§ PROBLEM
Transcribe every one of the rows below line for line, reproducing each character as it stands.

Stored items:
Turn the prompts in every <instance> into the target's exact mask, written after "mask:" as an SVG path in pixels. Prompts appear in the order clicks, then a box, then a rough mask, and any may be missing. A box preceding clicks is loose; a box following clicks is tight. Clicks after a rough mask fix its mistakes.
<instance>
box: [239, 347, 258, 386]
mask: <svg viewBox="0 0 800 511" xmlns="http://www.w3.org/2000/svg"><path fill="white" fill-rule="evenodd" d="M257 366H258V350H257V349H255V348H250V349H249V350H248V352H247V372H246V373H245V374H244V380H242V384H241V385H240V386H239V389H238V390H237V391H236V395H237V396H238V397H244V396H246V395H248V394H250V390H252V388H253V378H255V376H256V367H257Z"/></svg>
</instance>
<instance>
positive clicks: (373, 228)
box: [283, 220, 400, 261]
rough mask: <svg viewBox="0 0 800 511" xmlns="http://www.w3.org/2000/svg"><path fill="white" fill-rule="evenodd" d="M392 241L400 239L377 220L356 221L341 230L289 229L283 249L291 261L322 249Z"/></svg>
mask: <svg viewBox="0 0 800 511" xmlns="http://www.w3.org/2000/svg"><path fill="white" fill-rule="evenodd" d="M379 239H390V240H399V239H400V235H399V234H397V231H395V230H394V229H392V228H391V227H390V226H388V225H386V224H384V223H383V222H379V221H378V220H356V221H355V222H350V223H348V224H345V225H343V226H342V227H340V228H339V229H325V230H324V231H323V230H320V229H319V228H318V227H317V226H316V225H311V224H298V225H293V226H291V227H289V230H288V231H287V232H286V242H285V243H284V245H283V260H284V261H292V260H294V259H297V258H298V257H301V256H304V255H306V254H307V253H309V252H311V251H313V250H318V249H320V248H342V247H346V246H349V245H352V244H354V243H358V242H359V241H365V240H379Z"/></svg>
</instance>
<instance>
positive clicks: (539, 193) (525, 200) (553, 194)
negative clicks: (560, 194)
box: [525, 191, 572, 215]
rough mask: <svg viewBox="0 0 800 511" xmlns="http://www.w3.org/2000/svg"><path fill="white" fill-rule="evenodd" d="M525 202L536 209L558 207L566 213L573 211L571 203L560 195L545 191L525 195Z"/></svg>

§ ANSWER BOX
Turn the prompts in every <instance> into the target's exact mask, written after "mask:" as an SVG path in pixels. Prompts appear in the order clicks, then a box, then a rough mask, and any may be missing. A box preceding clicks is loose; a box following clicks is tight. Clicks after a rough mask fix its mistakes.
<instance>
box: [239, 347, 258, 386]
mask: <svg viewBox="0 0 800 511" xmlns="http://www.w3.org/2000/svg"><path fill="white" fill-rule="evenodd" d="M257 366H258V350H257V349H255V348H250V349H249V350H248V352H247V372H246V373H245V374H244V380H242V384H241V385H240V386H239V389H238V390H237V391H236V395H237V396H238V397H244V396H246V395H248V394H250V390H252V388H253V378H255V376H256V367H257Z"/></svg>
</instance>
<instance>
positive clicks: (373, 228)
box: [283, 220, 400, 261]
rough mask: <svg viewBox="0 0 800 511" xmlns="http://www.w3.org/2000/svg"><path fill="white" fill-rule="evenodd" d="M392 241L400 239L377 220L356 221L341 230L289 229L283 249L291 261L322 249Z"/></svg>
mask: <svg viewBox="0 0 800 511" xmlns="http://www.w3.org/2000/svg"><path fill="white" fill-rule="evenodd" d="M379 239H390V240H399V239H400V235H399V234H397V231H395V230H394V229H392V228H391V227H390V226H388V225H386V224H384V223H383V222H379V221H378V220H356V221H355V222H350V223H348V224H345V225H343V226H342V227H340V228H339V229H325V230H324V231H323V230H320V229H319V228H318V227H317V226H316V225H311V224H298V225H293V226H291V227H289V230H288V231H287V232H286V242H285V243H284V245H283V260H284V261H292V260H294V259H297V258H298V257H301V256H304V255H306V254H307V253H309V252H311V251H313V250H318V249H320V248H342V247H346V246H349V245H352V244H354V243H358V242H359V241H365V240H379Z"/></svg>
</instance>
<instance>
positive clicks: (539, 193) (525, 200) (553, 194)
negative clicks: (560, 194)
box: [525, 191, 572, 215]
rough mask: <svg viewBox="0 0 800 511" xmlns="http://www.w3.org/2000/svg"><path fill="white" fill-rule="evenodd" d="M525 202L536 209L558 207L566 213L573 211L571 203L560 195L545 191L525 195Z"/></svg>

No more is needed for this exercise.